- SET PROBLEM -
Rewrite the material below as a JSON list of strings, with one string for each line and any blank lines left out.

※

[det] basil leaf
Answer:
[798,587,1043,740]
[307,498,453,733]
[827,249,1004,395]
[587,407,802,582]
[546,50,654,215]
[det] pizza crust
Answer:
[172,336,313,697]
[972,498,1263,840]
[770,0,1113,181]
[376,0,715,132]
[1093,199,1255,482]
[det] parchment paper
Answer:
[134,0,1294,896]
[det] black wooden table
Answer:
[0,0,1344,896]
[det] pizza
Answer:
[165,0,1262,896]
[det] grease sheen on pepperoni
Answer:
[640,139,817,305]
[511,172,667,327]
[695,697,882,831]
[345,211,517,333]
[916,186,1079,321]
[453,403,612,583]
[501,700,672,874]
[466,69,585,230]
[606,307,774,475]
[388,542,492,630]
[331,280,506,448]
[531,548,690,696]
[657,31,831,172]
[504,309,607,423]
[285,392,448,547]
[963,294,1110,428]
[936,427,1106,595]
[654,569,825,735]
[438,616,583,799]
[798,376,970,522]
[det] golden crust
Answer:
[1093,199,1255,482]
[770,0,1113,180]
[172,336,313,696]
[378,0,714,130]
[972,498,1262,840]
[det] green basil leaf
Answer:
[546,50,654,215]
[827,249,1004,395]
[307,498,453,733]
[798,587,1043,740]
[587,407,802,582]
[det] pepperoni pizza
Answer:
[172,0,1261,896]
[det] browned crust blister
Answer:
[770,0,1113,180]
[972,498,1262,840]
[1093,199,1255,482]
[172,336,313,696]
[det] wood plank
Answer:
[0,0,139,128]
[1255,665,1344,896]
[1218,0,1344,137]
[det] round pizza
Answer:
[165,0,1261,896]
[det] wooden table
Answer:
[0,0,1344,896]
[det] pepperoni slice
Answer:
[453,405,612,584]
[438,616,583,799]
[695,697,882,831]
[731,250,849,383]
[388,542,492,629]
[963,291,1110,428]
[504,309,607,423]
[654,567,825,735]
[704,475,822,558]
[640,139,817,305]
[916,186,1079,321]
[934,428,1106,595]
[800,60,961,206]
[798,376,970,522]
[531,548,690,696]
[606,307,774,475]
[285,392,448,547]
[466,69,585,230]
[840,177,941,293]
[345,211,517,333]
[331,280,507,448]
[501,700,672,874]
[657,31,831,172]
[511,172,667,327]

※

- RESPONSE -
[
  "[det] basil leaf",
  "Answer:",
  "[798,587,1043,740]",
  "[307,498,453,733]",
  "[827,249,1004,395]",
  "[587,407,802,582]",
  "[546,50,654,215]",
  "[det] pizza crust",
  "Answer:",
  "[172,336,313,697]",
  "[972,498,1263,840]",
  "[770,0,1113,181]",
  "[376,0,715,132]",
  "[1093,199,1255,482]",
  "[det] parchment paper",
  "Answer:",
  "[134,0,1294,896]",
  "[det] black wooden table",
  "Answer:",
  "[0,0,1344,896]",
  "[det] pizza",
  "Answer:",
  "[165,0,1262,896]",
  "[det] grease sheen on pepperoni",
  "Answer:",
  "[640,139,817,305]",
  "[511,172,667,327]",
  "[695,697,882,831]",
  "[345,211,517,333]",
  "[916,186,1079,321]",
  "[453,403,612,583]",
  "[501,700,672,874]",
  "[466,69,585,230]",
  "[606,307,774,475]",
  "[388,542,492,630]",
  "[331,280,506,448]",
  "[531,548,690,696]",
  "[657,31,831,172]",
  "[504,309,607,423]",
  "[285,392,448,547]",
  "[963,294,1110,428]",
  "[936,427,1106,595]",
  "[654,569,825,735]",
  "[438,616,583,799]",
  "[798,376,970,522]",
  "[det] golden crust",
  "Answer:",
  "[1093,199,1255,482]",
  "[770,0,1113,180]",
  "[172,336,313,696]",
  "[378,0,714,130]",
  "[972,498,1262,840]",
  "[det] green basil leaf",
  "Answer:",
  "[546,50,654,215]",
  "[827,249,1004,395]",
  "[307,498,453,733]",
  "[798,587,1043,740]",
  "[587,407,802,582]",
  "[det] pepperoni pizza",
  "Answer:",
  "[172,0,1261,896]",
  "[det] browned crust blister",
  "Answer:",
  "[770,0,1113,180]",
  "[972,498,1262,840]",
  "[1093,199,1255,482]",
  "[172,336,313,696]",
  "[det] wood plank",
  "Answer:",
  "[0,0,139,128]",
  "[1255,665,1344,896]",
  "[1218,0,1344,137]",
  "[det] round pizza",
  "Answer:",
  "[165,0,1261,896]",
  "[det] wooden table",
  "Answer:",
  "[0,0,1344,896]",
  "[det] pepperoni slice",
  "Answer:",
  "[453,405,612,584]",
  "[438,616,583,799]",
  "[695,697,882,831]",
  "[731,250,849,383]",
  "[388,542,492,629]",
  "[963,291,1110,428]",
  "[504,309,607,423]",
  "[654,567,825,735]",
  "[704,475,822,558]",
  "[640,139,817,305]",
  "[916,186,1079,321]",
  "[934,428,1106,595]",
  "[800,60,961,206]",
  "[798,376,970,522]",
  "[531,548,690,696]",
  "[606,307,774,475]",
  "[285,392,448,547]",
  "[466,69,585,230]",
  "[840,177,941,293]",
  "[345,211,517,333]",
  "[331,280,507,448]",
  "[501,700,672,874]",
  "[657,31,831,172]",
  "[511,172,667,327]"
]